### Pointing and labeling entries
=-=-=-=-=

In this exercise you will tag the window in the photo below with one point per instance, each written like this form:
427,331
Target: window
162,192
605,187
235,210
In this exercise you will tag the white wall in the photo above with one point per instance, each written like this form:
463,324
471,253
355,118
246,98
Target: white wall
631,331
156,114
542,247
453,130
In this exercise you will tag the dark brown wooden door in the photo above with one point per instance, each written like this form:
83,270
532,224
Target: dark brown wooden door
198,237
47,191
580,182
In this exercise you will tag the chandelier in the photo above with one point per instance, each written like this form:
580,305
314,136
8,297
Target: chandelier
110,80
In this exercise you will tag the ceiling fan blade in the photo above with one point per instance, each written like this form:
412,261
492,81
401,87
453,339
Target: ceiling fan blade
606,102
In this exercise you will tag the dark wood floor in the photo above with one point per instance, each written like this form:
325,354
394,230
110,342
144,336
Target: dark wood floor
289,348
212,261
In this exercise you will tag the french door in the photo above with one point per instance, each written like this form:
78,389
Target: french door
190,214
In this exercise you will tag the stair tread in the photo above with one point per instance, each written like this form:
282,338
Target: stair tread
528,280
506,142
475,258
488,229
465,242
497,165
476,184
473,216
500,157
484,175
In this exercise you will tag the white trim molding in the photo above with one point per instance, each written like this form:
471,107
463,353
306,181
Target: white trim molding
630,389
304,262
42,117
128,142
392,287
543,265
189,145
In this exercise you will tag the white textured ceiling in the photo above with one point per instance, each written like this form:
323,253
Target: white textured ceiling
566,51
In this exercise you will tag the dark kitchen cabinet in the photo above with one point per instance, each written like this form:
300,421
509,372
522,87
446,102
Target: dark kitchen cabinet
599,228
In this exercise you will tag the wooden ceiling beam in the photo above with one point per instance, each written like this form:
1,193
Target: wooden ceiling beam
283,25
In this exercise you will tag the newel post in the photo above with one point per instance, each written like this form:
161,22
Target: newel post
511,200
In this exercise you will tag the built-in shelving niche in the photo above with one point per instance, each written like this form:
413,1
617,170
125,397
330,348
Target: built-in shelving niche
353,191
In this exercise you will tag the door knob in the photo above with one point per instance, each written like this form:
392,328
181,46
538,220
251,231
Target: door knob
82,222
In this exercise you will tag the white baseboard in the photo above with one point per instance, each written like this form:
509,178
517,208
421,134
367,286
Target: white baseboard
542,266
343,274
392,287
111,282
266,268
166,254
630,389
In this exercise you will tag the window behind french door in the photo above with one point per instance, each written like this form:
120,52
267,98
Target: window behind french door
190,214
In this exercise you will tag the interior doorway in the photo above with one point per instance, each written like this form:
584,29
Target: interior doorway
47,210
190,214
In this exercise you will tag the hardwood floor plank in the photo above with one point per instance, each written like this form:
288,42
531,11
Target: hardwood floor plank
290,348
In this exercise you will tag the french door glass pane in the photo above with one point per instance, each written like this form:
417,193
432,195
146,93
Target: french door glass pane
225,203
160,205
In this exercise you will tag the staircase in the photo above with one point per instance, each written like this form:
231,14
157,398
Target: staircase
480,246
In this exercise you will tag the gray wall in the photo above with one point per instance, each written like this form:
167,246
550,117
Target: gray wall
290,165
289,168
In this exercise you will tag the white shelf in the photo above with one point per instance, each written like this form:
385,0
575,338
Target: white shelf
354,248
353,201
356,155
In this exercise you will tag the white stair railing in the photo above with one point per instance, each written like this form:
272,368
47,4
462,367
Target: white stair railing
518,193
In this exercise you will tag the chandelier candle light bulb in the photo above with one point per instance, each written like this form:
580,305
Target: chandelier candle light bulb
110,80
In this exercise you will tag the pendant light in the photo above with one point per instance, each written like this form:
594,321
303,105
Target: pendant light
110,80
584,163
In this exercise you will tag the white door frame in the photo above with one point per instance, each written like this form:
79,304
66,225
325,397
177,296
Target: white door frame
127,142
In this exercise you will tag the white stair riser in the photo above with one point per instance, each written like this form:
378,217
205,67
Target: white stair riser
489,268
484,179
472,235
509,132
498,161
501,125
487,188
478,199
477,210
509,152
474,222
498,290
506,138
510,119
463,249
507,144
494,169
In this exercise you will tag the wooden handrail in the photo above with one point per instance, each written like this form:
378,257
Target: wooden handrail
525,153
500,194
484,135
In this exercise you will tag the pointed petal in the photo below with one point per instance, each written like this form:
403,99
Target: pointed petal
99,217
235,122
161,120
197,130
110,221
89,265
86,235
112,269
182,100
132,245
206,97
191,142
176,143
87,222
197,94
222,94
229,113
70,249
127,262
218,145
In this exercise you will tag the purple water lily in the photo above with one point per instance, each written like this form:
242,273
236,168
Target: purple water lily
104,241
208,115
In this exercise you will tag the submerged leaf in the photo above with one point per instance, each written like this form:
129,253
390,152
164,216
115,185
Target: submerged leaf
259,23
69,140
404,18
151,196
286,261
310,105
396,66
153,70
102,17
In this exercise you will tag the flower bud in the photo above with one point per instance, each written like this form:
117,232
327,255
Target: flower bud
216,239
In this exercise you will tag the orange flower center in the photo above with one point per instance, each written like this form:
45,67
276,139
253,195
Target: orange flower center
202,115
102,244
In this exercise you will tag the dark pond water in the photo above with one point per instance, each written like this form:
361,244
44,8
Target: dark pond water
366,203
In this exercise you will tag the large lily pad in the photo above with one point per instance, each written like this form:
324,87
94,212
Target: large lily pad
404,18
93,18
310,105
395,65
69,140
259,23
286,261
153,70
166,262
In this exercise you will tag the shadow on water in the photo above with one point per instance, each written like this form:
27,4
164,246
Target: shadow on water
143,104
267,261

=-=-=-=-=

### The exercise
All of the material must be reproduced exactly.

### The completed task
In this exercise you will tag the window in the photo below with one point per instance, each written like this form:
427,331
Target: window
162,192
605,187
235,210
In this exercise you will tag the white wall in the photo above with one point per instance, each written like this form:
463,324
471,253
355,118
246,98
Target: white wall
631,331
156,114
542,247
453,130
In this exercise you will tag the dark brown wooden door in the photo above with one point per instance, each written like this form:
83,270
532,224
Target: dark brown wooden door
198,237
47,191
580,182
In this exercise you will tag the chandelier in the photo above with one point per instance, each written like this form:
580,305
314,136
8,297
Target: chandelier
110,80
In this exercise you will tag the ceiling fan blade in the photo above with one point per instance, each written like this form:
412,261
492,81
401,87
453,339
Target: ceiling fan blade
606,102
In this exercise you will tag the dark wood floor in the photo above with one point per instance, each written like this form:
325,354
394,230
110,342
144,336
Target: dark wood floor
289,348
212,261
In this exercise you will tag the french door in the photo above with one point per instance, each written like this form:
78,389
Target: french door
190,214
In this exercise you will tag the stair tread in the photo above with one point per instance, each written like this form:
282,338
Target: stair tread
528,280
506,142
475,258
488,229
465,242
497,165
476,184
473,216
500,157
484,175
In this exercise you will tag the white trim molding in the photo above with one point per instance, each written like this form:
471,107
463,353
306,181
Target: white trim molding
630,389
304,262
42,117
128,142
392,287
543,265
189,145
In this exercise you will tag the white textured ceiling in the photo above with one point per instance, each written like this form:
323,253
Target: white textured ceiling
566,51
In this exercise you will tag the dark kitchen cabinet in the photo above with one point per instance, each written like this form:
300,421
509,372
522,87
446,102
Target: dark kitchen cabinet
599,228
In this exercise you will tag the wooden ceiling beam in the photo above with one point per instance, each written like this form:
1,193
Target: wooden ceiling beam
283,25
In this exercise you will tag the newel post in the photo above with one point per instance, each written like this form:
161,22
Target: newel post
511,200
In this exercise you will tag the built-in shelving niche in the photo above with one point per instance, each written like this form:
413,1
617,170
125,397
330,348
Target: built-in shelving niche
353,191
In this exercise you will tag the door knob in the photo above with one point per instance, each written like this form:
392,328
181,46
538,220
251,231
Target: door knob
82,222
In this exercise you will tag the white baseboard in the photo above with one point per instance, each written like this form:
509,178
517,208
421,134
367,286
Target: white baseboard
542,266
343,274
392,287
111,282
266,268
166,254
630,389
In this exercise you will tag the window behind french door in the photo above with one point per instance, each written like this form:
120,52
267,98
Target: window behind french door
190,214
In this exercise you will tag the interior doorway in the photo above with one point per instance, each written like this form:
584,29
Target: interior doorway
47,210
190,214
In this exercise you will tag the hardwood floor plank in the photo above with one point per instance, each written like this form:
288,42
531,11
Target: hardwood floor plank
290,348
In this exercise you will tag the french door glass pane in the photo above with one point per instance, each written like this form:
417,193
432,195
146,93
Target: french door glass pane
225,203
160,205
In this exercise you will tag the staircase in the photo above with one point per instance, each written like this form:
231,14
157,398
Target: staircase
480,246
In this exercise you will tag the gray wall in the photo above with one point per instance, each written like this form:
167,246
550,117
Target: gray wall
290,165
289,168
In this exercise you will tag the white shelf in the photo above with one point per instance, each written like this form:
385,0
575,338
Target: white shelf
354,248
353,201
356,155
In this exercise you will tag the white stair railing in the photo above with one point per instance, each written like this form:
272,368
47,4
462,367
Target: white stair railing
518,193
In this exercise you will tag the chandelier candle light bulb in the photo above with one point per instance, each written like this form:
580,305
Target: chandelier candle light bulb
110,80
In this exercise you will tag the pendant light in the photo above with one point per instance, each written like this form:
594,321
303,105
Target: pendant light
110,80
584,163
In this exercise you will tag the white door frame in the photo above with one point per instance, each written like this form:
79,304
66,225
325,397
177,296
Target: white door frame
127,142
In this exercise you will tag the white stair riser in the photo above with one point per instance, each written like this form:
378,217
205,67
Target: white stair riser
489,268
484,179
472,235
509,132
498,161
501,125
487,188
478,199
477,210
509,152
474,222
498,290
506,138
510,119
463,249
507,144
494,169
In this exercise you will tag the wooden handrail in the photo above with one point per instance, each written like this form:
378,257
Target: wooden handrail
525,153
500,194
484,135
In this exercise you will tag the pointed petal in the photo below with one point per instance, each written like this form:
403,99
Target: pointed petal
99,217
235,122
161,120
197,130
110,221
89,265
86,235
112,269
182,100
132,245
206,97
191,142
176,143
87,222
197,94
222,94
229,113
70,249
127,262
218,145
In this exercise you will tag the purple water lily in the photo above with one point per instance, each written like this form:
242,273
236,168
Target: purple water lily
104,241
208,115
In this exercise you will tag the submerged leaf in the photo above with one point per instance, each written like this form:
129,253
390,152
164,216
115,185
Target: submerged leaf
259,23
69,140
404,18
151,196
286,261
310,105
396,66
153,70
102,17
In this exercise you will tag the flower bud in the photo above with one point per instance, each written like this form:
117,232
327,255
Target: flower bud
216,239
In this exercise you will tag the orange flower center in the photo above with one point per instance, each written like this form:
45,67
276,139
253,195
Target: orange flower center
202,115
102,244
In this exercise you will tag the dark pond water in the photo above with one point per instance, each written like this form:
361,244
44,8
Target: dark pond water
366,203
In this exercise you will tag the large lily pad in the photo above with one point per instance, each written like this form:
324,87
94,212
Target: large lily pad
404,18
93,18
310,105
395,65
69,140
259,23
286,261
153,70
166,262
In this exercise you will tag the shadow on water in the photo above with one point per instance, each written like this form:
27,4
164,246
Target: shadow on water
143,104
267,261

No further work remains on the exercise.